- **POLECENIA**
1. Skopiuj z tekstu o aneksji Krymu fragment od słów „Jednak sama decyzja” aż do słów „wypłatę świadczeń socjalnych.” włącznie.
2. Odpowiedz krótko na pytania do tekstu o aneksji Krymu.
(a) W jaką najważniejszą branżę krymskiej gospodarki uderzyła aneksja?
(b) Do jakiego poziomu wzrosło poparcie dla prezydenta?
(c) Od jakiego momentu obserwowano tendencję spadkową w poparciu dla Putina?

- **PRZYTOCZONY FRAGMENT**
-----

Jednak sama decyzja o aneksji Krymu była przez Moskwę podjęta ad hoc, bez kalkulacji kosztów integracji półwyspu z rosyjskim systemem prawnym, politycznym i socjalno-ekonomicznym. Rosja przejęła region wcześniej dotowany z budżetu Ukrainy, ponadto aneksja uderzyła w najważniejszą branżę krymskiej gospodarki – turystykę. Proces integracji Krymu z Rosją będzie złożony i pociągnie za sobą wysokie koszty – finansowe, organizacyjne i społeczne, w tym wielomiliardowe nakłady na modernizację i rozbudowę infrastruktury, pokrycie deficytu budżetowego regionu, wypłatę świadczeń socjalnych.
Ze względów prestiżowych i politycznych Moskwa traktuje kwestię integracji Krymu priorytetowo; jest zdeterminowana, aby udowodnić, że przyłączenie półwyspu będzie korzystne dla krymskiej gospodarki i podniesie poziom życia mieszkańców. Jednak wydatki związane z integracją Krymu przypadną na okres pogarszającej się koniunktury gospodarczej w Rosji, pogłębionej przez sankcje USA i UE, co może pociągnąć za sobą rezygnację z niektórych ambitnych planów inwestycyjnych lub odsunięcie ich w czasie. Część kosztów integracji poniosą rosyjskie regiony, mimo iż borykają się one z dużymi problemami finansowymi, które zmuszają je do ograniczania własnych programów inwestycyjnych. Pod znakiem zapytania staje też zaspokojenie nadziei mieszkańców Krymu na poprawę poziomu życia, m.in. z powodu problemów sektora turystyki (będącego jednym z głównych źródeł dochodów mieszkańców), wzrostu kosztów utrzymania i problemów z zaopatrzeniem, wreszcie z uwagi na ograniczenia praw obywatelskich po wprowadzeniu bardziej restrykcyjnego rosyjskiego ustawodawstwa.
Korzyści dla Rosji wynikające z przyłączenia Krymu
Aneksja Krymu przyniosła Rosji i jej władzom określone korzyści. Przyczyniła się ona do bezprecedensowej konsolidacji elit i społeczeństwa wokół Władimira Putina. Poparcie dla prezydenta w porównaniu z początkiem roku gwałtownie wzrosło o kilkadziesiąt punktów procentowych do 85–86%[1]. Stanowi to odwrócenie tendencji spadkowej w poparciu dla Putina, obserwowanej od momentu jego powrotu na urząd prezydenta w 2012 roku i ponownie ugruntowuje jego pozycję jako niekwestionowanego przywódcy politycznego i społecznego.

-----

- **FRAGMENT ZBIORU DANYCH**
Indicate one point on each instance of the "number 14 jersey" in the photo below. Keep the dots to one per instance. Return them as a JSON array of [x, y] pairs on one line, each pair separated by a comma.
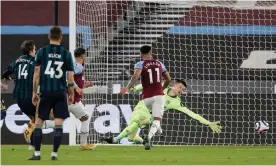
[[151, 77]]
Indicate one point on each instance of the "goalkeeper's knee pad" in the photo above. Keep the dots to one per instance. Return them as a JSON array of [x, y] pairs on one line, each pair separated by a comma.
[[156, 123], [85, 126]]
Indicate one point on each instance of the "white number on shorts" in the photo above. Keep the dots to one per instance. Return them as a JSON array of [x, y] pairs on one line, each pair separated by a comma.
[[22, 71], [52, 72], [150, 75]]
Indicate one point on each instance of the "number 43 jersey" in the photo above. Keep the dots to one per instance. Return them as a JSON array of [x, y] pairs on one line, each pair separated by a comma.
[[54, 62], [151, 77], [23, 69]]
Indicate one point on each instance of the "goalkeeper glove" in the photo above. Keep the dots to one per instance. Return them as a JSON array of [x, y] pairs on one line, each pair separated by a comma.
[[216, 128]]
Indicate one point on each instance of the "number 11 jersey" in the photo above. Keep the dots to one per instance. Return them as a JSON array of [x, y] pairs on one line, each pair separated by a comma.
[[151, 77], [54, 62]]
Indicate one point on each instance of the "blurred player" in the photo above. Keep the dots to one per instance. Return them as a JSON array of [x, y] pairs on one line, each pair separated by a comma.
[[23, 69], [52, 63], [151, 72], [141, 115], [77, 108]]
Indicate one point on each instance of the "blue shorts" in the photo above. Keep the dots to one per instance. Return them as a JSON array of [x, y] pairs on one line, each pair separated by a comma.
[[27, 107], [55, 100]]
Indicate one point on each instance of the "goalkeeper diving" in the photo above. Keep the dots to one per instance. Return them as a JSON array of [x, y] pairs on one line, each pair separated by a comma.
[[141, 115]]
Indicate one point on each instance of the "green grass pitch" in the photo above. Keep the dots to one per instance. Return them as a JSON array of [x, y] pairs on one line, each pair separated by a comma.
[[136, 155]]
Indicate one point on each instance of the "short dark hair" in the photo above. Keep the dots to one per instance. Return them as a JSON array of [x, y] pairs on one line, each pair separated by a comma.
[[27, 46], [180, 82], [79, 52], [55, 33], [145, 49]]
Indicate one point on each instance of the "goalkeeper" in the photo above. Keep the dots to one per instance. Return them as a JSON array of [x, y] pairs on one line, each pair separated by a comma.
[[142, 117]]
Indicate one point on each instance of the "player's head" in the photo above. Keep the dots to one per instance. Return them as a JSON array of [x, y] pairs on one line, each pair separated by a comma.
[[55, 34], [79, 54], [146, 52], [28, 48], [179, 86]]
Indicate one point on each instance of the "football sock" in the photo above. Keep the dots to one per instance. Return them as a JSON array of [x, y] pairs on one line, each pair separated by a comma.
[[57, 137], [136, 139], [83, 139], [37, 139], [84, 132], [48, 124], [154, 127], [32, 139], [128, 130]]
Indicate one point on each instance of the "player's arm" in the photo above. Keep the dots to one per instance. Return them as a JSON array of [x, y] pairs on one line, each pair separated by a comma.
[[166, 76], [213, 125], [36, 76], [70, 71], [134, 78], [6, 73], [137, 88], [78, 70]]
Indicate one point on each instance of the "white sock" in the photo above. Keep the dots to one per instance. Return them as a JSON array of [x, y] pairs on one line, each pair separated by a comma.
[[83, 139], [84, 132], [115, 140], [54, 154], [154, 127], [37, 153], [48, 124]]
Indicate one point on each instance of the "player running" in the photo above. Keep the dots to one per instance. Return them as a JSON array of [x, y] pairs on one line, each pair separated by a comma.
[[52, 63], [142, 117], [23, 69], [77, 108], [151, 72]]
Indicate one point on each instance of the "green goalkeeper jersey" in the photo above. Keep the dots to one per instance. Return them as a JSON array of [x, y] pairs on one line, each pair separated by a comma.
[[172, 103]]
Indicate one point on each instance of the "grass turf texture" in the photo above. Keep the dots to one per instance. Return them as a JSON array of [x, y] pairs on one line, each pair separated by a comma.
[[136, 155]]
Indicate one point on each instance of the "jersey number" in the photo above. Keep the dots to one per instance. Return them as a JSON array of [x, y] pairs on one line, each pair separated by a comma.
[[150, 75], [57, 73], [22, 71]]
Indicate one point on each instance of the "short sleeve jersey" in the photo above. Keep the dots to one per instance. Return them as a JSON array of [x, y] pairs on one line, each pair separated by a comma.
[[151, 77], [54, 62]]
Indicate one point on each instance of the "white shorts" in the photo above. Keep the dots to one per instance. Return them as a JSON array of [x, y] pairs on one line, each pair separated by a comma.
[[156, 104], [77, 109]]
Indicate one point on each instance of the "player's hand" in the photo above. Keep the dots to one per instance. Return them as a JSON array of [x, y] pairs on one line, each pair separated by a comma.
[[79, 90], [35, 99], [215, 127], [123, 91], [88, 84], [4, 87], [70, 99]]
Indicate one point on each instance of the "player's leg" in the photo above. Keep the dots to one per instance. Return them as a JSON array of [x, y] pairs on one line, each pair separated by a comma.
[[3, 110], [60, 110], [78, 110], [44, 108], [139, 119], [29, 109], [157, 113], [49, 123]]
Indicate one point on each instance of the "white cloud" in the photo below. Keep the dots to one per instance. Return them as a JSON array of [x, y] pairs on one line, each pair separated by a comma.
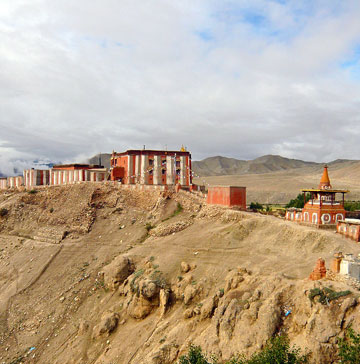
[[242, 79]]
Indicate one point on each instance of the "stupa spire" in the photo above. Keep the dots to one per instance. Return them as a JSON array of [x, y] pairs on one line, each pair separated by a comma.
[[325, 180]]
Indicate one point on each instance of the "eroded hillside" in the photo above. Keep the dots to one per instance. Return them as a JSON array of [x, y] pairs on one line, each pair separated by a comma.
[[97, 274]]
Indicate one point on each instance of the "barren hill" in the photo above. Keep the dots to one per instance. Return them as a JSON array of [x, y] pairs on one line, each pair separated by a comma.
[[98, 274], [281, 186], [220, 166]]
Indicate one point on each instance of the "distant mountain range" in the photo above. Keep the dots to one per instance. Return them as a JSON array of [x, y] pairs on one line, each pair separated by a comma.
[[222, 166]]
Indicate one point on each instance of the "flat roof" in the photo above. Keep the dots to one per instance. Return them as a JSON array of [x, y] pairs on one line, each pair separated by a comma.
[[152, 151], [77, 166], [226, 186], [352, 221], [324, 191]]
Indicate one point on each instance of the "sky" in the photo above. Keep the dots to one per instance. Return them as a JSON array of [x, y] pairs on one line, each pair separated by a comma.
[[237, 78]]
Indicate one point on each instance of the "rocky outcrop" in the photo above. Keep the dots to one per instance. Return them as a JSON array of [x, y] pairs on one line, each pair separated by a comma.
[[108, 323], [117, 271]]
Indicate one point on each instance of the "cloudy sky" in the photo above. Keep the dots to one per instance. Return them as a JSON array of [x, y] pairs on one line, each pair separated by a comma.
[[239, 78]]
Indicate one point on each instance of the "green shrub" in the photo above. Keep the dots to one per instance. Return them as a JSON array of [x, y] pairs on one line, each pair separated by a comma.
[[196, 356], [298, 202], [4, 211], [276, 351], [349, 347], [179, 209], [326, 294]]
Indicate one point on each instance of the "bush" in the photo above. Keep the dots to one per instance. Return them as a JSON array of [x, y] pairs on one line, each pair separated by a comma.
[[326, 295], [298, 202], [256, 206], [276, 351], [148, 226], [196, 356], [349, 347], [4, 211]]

-----

- **ROZWIĄZANIA**
1.
Jednak sama decyzja o aneksji Krymu była przez Moskwę podjęta ad hoc, bez kalkulacji kosztów integracji półwyspu z rosyjskim systemem prawnym, politycznym i socjalno-ekonomicznym. Rosja przejęła region wcześniej dotowany z budżetu Ukrainy, ponadto aneksja uderzyła w najważniejszą branżę krymskiej gospodarki – turystykę. Proces integracji Krymu z Rosją będzie złożony i pociągnie za sobą wysokie koszty – finansowe, organizacyjne i społeczne, w tym wielomiliardowe nakłady na modernizację i rozbudowę infrastruktury, pokrycie deficytu budżetowego regionu, wypłatę świadczeń socjalnych.

2.
(a) W turystykę.
(b) Do 85–86%.
(c) Od momentu powrotu Putina na urząd prezydenta w 2012 roku.